Return the lines beginning at the one that contains "Indicate the air" and continuing to the end of the entries, including both ends, exactly as written and nothing else.
#### STORED RECORDS ####
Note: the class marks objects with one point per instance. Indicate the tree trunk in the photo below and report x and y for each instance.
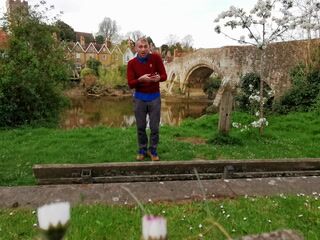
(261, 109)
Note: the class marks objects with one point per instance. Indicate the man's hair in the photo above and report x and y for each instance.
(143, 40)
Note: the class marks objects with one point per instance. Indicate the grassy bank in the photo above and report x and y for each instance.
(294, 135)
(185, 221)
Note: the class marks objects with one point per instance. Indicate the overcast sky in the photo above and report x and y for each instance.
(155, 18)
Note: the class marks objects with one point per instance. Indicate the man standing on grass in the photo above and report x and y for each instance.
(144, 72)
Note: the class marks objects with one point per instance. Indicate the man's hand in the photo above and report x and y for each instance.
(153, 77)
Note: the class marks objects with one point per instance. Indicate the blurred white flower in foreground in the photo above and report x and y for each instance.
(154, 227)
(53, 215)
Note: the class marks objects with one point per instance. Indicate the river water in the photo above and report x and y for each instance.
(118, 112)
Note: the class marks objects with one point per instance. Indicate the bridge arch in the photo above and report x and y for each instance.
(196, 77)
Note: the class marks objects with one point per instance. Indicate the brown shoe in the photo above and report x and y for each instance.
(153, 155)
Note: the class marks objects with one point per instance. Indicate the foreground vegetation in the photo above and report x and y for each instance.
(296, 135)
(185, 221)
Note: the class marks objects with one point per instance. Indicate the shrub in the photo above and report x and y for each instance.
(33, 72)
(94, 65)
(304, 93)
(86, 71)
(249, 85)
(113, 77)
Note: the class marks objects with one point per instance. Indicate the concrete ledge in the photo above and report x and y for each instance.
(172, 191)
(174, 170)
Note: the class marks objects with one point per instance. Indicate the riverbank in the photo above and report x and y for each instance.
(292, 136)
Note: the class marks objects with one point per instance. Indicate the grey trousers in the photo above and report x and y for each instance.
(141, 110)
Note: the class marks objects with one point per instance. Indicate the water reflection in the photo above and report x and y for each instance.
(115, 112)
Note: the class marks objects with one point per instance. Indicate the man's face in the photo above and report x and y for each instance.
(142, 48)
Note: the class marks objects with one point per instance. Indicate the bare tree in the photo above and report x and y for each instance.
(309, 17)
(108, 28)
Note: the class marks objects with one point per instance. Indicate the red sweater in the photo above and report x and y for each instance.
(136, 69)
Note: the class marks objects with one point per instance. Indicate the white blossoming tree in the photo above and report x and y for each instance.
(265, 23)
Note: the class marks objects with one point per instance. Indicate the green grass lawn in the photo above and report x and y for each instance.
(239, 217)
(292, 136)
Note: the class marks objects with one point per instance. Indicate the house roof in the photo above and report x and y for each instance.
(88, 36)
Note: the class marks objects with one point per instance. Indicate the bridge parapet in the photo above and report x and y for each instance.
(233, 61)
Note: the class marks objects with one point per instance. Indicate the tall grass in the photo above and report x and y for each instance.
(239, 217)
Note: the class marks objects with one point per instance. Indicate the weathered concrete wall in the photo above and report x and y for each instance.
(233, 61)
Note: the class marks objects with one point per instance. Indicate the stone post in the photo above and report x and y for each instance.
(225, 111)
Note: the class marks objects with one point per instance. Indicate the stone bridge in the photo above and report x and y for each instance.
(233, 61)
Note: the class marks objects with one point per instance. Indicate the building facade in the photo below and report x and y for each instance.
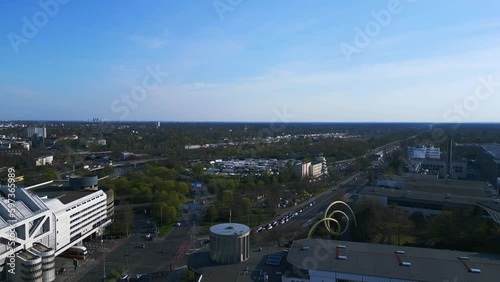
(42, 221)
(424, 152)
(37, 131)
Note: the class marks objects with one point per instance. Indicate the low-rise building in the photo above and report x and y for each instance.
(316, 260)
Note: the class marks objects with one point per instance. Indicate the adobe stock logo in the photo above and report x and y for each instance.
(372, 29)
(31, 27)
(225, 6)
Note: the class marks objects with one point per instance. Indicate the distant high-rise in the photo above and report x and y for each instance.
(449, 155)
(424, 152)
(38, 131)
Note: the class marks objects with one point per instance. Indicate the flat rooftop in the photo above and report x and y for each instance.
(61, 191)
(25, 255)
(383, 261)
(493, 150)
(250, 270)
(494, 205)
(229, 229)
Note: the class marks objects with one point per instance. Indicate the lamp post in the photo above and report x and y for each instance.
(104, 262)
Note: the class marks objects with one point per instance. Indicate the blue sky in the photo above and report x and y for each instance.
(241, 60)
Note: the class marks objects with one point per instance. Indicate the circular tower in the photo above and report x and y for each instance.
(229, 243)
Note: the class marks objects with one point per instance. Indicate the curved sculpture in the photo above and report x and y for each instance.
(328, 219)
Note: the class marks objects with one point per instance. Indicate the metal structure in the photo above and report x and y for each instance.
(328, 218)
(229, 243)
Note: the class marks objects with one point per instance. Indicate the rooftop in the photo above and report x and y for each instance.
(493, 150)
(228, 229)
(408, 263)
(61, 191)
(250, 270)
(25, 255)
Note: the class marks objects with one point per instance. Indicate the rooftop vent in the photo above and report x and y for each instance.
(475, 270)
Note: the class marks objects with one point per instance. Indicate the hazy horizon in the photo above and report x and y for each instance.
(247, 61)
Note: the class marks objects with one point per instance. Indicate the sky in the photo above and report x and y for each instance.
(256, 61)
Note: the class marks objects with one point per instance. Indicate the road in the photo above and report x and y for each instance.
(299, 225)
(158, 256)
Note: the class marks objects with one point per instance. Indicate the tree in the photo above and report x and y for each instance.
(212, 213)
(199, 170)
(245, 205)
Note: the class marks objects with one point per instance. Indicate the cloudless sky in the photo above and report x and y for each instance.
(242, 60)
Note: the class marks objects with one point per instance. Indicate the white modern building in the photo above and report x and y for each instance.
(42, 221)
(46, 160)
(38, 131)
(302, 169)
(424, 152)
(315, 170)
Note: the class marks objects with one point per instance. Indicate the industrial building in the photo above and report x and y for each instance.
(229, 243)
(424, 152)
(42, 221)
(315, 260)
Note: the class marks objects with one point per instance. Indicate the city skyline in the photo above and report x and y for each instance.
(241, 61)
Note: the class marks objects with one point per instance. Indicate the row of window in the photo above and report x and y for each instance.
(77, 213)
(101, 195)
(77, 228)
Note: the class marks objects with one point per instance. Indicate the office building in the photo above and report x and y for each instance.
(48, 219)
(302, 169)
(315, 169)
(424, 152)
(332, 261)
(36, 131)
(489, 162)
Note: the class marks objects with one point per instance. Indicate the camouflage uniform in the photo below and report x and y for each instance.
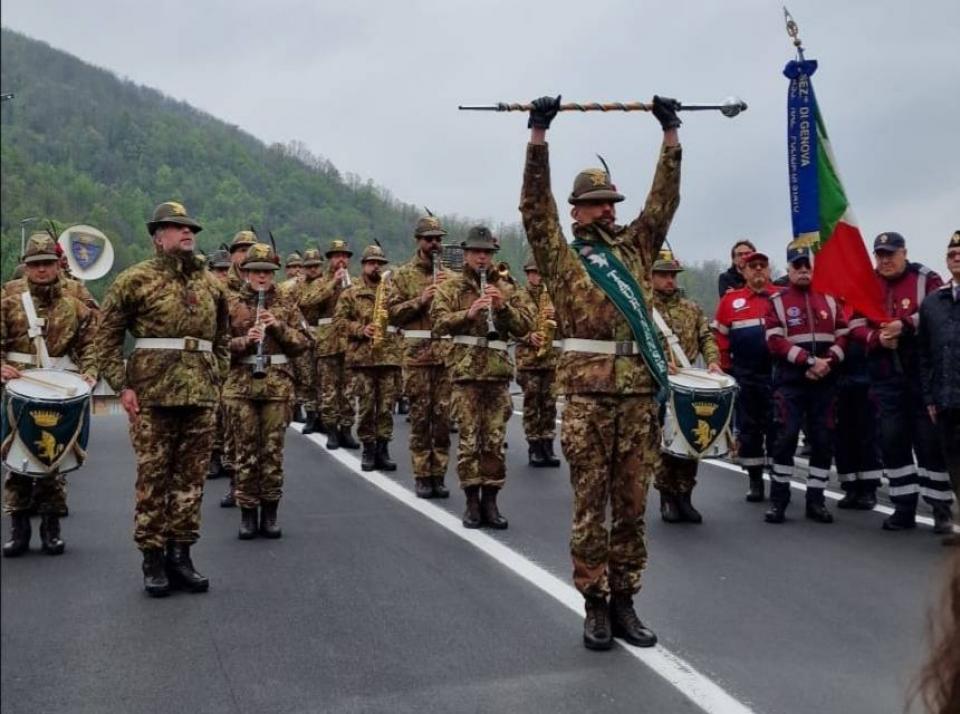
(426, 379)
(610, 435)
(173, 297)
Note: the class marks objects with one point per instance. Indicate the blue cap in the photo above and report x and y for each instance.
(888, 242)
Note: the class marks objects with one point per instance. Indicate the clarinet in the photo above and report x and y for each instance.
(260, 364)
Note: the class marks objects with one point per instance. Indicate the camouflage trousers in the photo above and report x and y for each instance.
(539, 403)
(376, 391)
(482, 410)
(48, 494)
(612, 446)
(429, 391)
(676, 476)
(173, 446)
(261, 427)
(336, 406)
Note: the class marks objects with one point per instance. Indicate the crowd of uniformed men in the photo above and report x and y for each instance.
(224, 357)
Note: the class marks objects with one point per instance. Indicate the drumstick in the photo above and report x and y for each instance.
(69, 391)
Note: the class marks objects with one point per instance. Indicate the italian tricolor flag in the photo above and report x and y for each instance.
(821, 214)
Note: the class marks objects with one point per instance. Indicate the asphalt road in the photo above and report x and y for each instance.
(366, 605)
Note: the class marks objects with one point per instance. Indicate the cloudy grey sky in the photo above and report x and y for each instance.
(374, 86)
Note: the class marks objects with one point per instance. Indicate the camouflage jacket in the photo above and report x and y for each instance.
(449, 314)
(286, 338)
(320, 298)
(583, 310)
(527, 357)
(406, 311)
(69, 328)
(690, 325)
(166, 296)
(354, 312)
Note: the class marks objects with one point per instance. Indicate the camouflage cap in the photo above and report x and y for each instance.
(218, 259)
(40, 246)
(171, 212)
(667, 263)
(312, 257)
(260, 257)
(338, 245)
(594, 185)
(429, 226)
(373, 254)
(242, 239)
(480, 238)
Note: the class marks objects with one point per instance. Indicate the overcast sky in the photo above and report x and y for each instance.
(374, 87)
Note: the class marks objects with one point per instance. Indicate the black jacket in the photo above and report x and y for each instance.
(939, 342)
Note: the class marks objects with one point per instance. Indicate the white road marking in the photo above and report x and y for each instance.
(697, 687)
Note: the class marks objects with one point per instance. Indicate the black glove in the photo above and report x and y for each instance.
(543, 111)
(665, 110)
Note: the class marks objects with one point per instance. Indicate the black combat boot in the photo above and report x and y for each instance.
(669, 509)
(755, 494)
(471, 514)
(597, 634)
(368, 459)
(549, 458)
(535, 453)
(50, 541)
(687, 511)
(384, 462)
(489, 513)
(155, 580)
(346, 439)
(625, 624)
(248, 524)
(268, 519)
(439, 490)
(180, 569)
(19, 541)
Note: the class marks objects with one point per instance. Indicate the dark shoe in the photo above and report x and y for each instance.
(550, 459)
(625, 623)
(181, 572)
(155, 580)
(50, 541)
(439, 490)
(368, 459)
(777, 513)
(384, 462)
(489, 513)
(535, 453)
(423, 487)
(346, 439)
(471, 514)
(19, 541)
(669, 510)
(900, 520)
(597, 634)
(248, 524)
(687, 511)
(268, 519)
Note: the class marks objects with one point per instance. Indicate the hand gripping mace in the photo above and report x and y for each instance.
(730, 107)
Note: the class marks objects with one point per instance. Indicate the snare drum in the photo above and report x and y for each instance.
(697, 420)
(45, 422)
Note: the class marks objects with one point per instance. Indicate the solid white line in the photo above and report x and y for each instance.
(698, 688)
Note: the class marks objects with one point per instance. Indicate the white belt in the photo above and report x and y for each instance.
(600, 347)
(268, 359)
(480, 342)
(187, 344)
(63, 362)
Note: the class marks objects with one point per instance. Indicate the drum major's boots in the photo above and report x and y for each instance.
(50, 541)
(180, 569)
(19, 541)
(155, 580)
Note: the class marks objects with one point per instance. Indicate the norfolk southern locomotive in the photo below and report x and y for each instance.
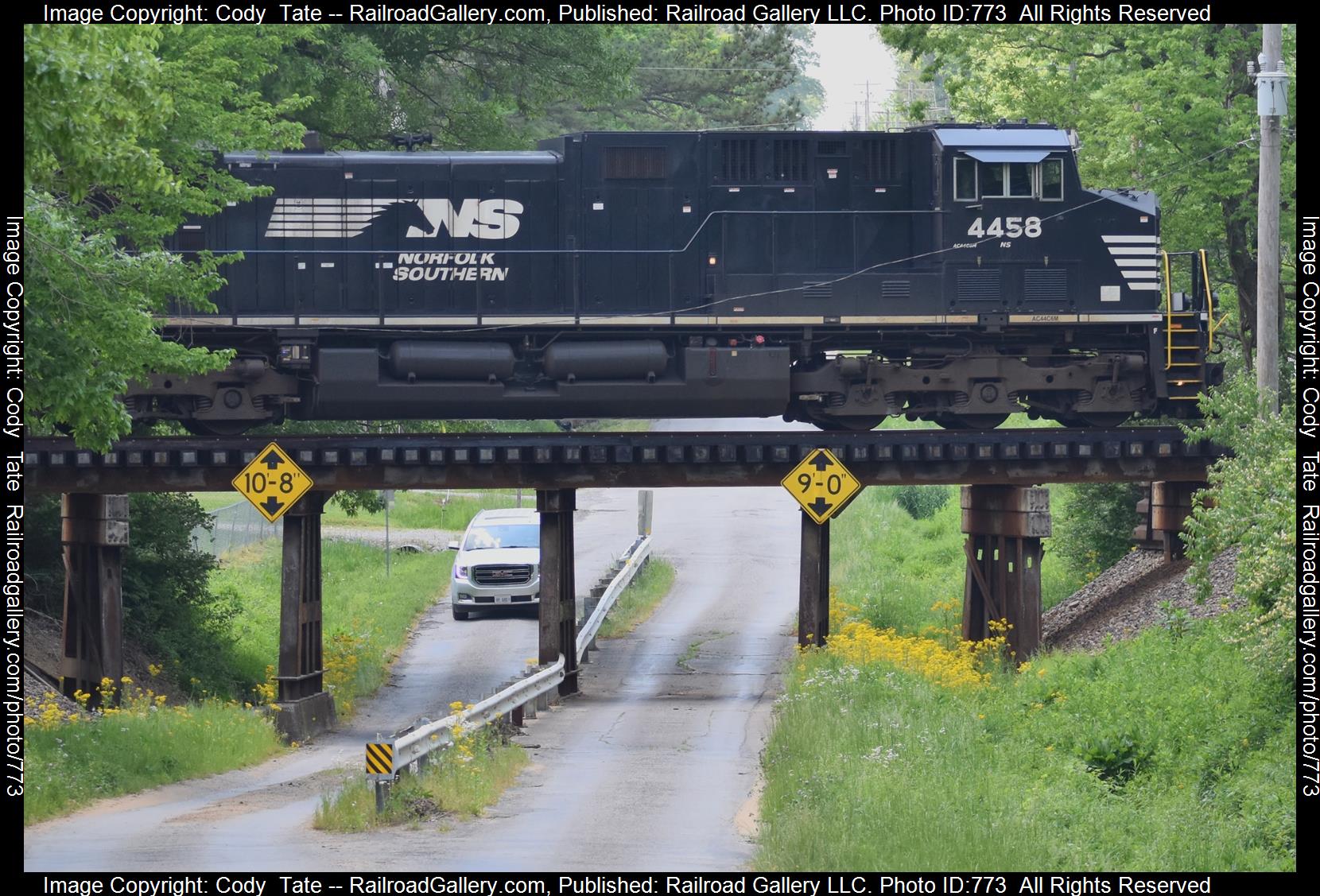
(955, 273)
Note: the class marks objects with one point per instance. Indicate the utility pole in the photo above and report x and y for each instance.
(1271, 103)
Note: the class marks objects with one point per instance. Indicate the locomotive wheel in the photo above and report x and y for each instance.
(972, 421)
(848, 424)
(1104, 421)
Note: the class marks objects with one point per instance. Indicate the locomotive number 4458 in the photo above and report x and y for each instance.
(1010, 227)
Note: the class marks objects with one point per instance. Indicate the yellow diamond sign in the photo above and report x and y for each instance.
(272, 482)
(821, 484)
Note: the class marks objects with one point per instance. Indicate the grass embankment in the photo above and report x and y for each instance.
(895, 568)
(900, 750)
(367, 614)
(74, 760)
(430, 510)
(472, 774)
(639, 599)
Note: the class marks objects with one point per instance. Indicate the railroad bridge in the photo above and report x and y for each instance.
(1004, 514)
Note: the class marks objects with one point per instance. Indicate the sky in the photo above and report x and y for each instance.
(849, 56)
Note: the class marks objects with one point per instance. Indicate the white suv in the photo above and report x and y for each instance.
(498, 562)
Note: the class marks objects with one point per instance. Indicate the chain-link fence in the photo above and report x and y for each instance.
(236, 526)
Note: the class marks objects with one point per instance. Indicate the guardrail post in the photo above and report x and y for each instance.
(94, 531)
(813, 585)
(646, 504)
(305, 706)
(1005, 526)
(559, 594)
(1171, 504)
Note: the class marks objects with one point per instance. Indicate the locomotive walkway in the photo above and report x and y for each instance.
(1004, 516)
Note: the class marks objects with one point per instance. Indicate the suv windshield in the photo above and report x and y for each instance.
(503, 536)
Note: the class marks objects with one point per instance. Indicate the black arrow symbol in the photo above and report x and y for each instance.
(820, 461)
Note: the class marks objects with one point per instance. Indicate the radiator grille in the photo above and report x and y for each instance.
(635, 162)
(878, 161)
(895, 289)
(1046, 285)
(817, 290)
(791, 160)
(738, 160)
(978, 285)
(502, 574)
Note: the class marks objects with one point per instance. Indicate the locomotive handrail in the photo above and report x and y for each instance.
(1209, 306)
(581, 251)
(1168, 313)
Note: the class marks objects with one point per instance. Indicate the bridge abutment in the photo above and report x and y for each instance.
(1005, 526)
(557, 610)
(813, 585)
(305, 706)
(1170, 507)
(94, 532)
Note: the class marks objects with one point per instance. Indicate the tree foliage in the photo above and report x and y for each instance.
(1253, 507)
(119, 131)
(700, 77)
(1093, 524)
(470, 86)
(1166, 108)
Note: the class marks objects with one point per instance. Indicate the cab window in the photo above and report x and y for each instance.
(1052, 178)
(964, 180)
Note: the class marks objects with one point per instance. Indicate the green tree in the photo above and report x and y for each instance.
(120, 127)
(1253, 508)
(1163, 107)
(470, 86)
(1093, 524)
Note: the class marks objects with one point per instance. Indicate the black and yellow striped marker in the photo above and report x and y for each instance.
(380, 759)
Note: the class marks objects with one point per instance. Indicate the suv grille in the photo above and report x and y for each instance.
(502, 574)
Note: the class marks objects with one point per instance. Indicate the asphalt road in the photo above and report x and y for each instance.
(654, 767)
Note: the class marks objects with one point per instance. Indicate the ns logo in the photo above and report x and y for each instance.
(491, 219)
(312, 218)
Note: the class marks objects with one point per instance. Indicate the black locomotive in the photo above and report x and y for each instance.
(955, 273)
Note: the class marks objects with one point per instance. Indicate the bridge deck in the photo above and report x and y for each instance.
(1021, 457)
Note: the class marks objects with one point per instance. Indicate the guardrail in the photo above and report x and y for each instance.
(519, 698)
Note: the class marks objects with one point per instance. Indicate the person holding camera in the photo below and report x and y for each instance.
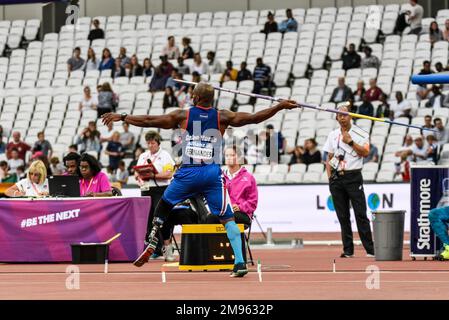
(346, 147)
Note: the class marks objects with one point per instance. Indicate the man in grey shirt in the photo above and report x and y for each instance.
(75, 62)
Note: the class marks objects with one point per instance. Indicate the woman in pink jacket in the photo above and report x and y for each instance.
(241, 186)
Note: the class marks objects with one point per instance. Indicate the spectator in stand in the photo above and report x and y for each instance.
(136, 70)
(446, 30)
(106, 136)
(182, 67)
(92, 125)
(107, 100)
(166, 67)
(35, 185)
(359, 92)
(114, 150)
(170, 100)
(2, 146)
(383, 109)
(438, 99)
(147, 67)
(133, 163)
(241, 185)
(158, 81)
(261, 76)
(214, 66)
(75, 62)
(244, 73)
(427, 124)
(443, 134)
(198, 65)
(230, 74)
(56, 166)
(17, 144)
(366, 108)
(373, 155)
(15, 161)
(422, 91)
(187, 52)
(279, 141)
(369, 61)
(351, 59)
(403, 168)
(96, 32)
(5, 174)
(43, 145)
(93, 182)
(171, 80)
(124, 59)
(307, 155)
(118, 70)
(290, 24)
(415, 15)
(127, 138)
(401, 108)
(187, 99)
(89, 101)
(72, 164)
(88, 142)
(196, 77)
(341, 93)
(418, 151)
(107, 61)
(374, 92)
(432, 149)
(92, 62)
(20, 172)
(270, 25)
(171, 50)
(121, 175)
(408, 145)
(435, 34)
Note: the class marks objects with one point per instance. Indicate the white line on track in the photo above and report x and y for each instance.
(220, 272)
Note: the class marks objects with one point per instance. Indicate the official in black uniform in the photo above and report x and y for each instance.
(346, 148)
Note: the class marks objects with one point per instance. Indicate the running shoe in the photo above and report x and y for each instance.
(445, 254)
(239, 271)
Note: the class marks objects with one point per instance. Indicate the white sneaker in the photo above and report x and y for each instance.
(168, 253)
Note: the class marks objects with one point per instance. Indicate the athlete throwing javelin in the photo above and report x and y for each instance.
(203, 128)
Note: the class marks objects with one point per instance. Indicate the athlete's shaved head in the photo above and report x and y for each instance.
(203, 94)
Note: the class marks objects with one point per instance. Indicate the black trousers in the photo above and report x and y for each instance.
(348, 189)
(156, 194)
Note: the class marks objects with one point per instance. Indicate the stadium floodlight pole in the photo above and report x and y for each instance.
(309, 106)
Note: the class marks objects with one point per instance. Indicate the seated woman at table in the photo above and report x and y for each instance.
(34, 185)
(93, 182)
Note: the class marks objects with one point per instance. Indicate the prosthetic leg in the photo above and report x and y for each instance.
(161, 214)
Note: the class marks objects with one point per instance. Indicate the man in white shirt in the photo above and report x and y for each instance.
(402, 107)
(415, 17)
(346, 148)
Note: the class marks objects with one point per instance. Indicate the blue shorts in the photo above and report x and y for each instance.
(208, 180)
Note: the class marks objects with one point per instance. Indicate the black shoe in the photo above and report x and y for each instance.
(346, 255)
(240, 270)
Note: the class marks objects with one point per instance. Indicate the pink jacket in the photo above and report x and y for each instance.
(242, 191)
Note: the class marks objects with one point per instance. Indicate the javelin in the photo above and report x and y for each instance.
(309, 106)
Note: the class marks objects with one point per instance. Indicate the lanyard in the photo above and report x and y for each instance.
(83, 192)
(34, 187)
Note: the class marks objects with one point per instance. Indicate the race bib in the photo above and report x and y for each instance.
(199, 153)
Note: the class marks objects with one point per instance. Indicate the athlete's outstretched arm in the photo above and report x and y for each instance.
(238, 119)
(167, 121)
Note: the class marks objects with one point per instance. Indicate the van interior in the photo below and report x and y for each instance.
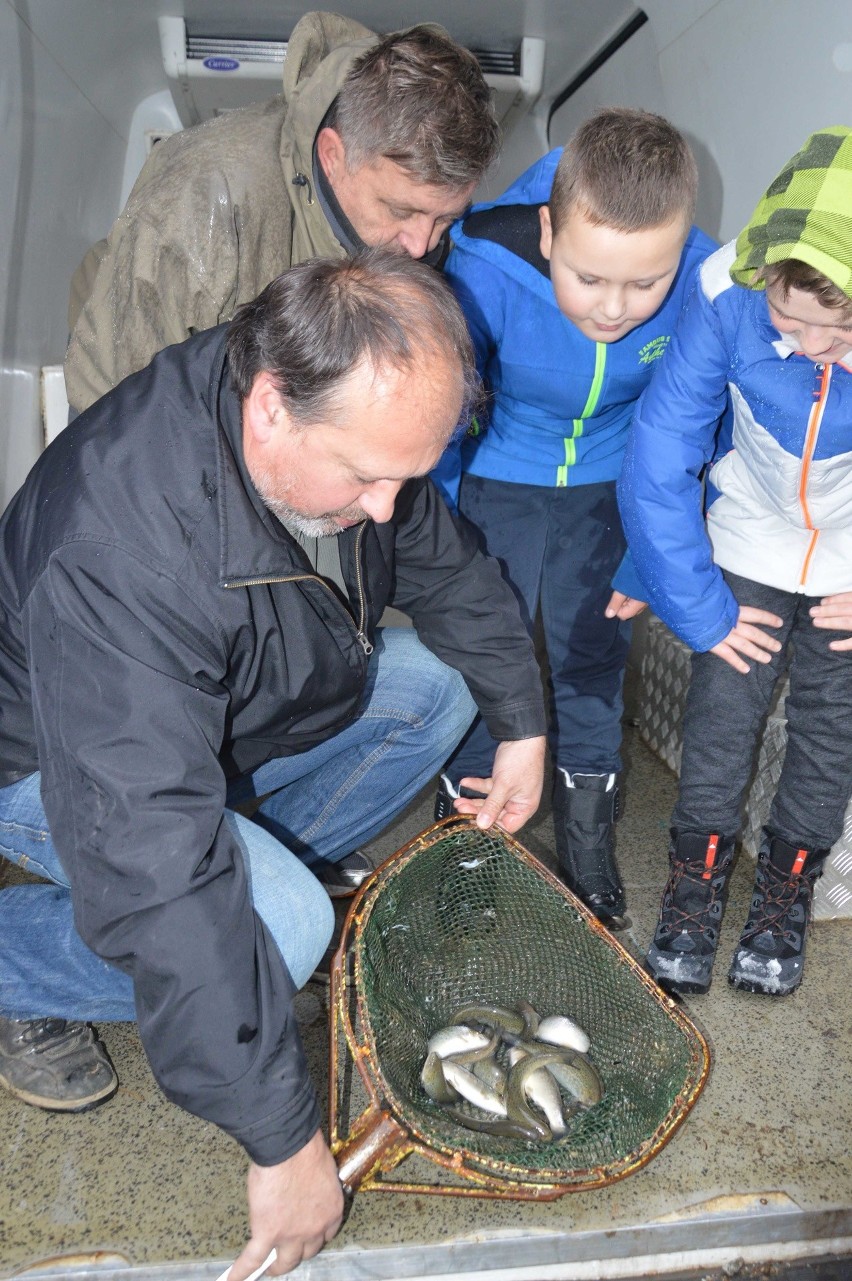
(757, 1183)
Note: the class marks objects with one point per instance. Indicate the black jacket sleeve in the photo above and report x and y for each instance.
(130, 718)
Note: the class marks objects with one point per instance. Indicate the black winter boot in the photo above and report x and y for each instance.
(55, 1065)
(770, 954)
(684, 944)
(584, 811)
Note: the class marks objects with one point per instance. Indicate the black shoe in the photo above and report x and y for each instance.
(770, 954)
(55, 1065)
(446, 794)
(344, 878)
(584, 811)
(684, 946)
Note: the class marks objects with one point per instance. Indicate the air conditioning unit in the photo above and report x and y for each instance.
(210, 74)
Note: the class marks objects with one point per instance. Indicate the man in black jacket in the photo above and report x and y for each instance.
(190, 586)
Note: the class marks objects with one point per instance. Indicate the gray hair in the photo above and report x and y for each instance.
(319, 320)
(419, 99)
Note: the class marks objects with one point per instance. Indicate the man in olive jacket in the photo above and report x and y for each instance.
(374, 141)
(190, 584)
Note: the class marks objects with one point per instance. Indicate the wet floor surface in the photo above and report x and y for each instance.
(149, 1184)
####
• [REPLY TO THE TASK]:
Note: the class marks objects with one point per instance. Indicate the air conditioning unit in the photo above and report x and y for each instance.
(210, 74)
Note: the class marks objects with one point per instance. Indicate the man in black jacket in the photo above and report x and y for each instance.
(190, 586)
Note: the class marks objects with one point per instance. Indicate the gray hair in the photo above and report x and y for each instance.
(319, 320)
(419, 99)
Note: the class marks objects with one point per instance. Indicate the man in olive jacket in the photo above and report x and y for each instance.
(374, 141)
(190, 584)
Note: the class marks objects with one point per instance. Indicate the wet floor surface in the photo above and report x and y for each instance.
(149, 1184)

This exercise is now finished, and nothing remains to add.